Task to carry out =
Please say whether each statement below agrees with the text on Cardinal Becciu and the IDI hospital, answering yes or no and quoting the deciding words of the text. (a) Fr. Mauro Rivella visited McCarrick in Washington, DC. (b) Decaminada's proposal asked the Secretariat of State for 100 million euros. (c) Decaminada hired Becciu's niece as his personal secretary.

Document segment =
^^^^

While Parolin took responsibility for the IDI arrangements, Vatican officials across several dicasteries have told CNA Becciu was involved in organizing both the loan and coordinating the lobbying effort for the Papal Foundation grant. That effort included a visit to McCarrick by the secretary of APSA, Fr. Mauro Rivella, in Washington, DC, shortly after the grant request was made. The visit took place before McCarrick pushed board members to approve the grant, and after an investigation into McCarrick’s sexual misconduct had begun.
Still, Parolin insisted that “as far as I know, Cardinal Becciu had no role whatsoever in” those matters.
Nevertheless, Becciu’s personal connections to the IDI hospital go back at least as far as his appointment to the position of sostituto in 2011.
Shortly after Becciu began working as the second-ranking official in the Secretariat of State, Fr. Franco Decaminada, the IDI’s president - subsequently arrested, prosecuted, imprisoned, and laicised for theft and fraud - approached him for support on a proposal that the Secretariat of State supply the IDI with 200 million euros, ostensibly to fund a take over of another hospital by the IDI, which was already teetering on insolvency.
In October, Becciu told CNA he did not recall any such proposal, though it had been reported previously in Italian media. Shortly after that proposal was made, Decaminada hired Becciu’s niece Maria Piera Becciu, as his personal secretary.

^^^^

Data extracts =

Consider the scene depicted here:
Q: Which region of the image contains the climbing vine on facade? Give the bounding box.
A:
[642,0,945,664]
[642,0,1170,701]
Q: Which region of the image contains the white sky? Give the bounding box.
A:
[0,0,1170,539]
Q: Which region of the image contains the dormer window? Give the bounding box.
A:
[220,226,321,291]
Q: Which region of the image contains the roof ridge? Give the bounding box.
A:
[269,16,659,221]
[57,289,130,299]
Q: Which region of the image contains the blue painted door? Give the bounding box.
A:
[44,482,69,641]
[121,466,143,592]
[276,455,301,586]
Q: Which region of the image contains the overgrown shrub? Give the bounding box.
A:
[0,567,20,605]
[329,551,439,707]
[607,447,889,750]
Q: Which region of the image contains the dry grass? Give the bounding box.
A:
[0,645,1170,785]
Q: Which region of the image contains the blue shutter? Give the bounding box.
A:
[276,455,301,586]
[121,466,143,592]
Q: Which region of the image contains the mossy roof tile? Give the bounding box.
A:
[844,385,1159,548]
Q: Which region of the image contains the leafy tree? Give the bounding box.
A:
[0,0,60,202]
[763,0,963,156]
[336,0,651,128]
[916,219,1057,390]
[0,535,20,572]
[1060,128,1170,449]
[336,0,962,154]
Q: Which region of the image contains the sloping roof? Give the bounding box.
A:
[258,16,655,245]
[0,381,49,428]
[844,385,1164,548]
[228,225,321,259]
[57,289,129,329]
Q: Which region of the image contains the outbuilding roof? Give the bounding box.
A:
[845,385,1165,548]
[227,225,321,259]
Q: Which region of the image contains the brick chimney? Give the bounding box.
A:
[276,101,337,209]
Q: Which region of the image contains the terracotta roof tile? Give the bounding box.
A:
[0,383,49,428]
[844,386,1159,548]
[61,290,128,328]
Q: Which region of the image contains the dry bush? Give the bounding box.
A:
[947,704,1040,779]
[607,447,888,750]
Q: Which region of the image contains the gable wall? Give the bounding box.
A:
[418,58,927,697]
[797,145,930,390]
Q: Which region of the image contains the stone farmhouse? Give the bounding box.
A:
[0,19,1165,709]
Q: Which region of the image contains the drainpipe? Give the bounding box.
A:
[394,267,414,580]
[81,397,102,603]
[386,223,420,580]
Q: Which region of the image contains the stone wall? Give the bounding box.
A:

^^^^

Solution to this task =
(a) Yes: "a visit to McCarrick by the secretary of APSA, Fr. Mauro Rivella, in Washington, DC"
(b) No: "supply the IDI with 200 million euros"
(c) Yes: "Decaminada hired Becciu’s niece Maria Piera Becciu, as his personal secretary."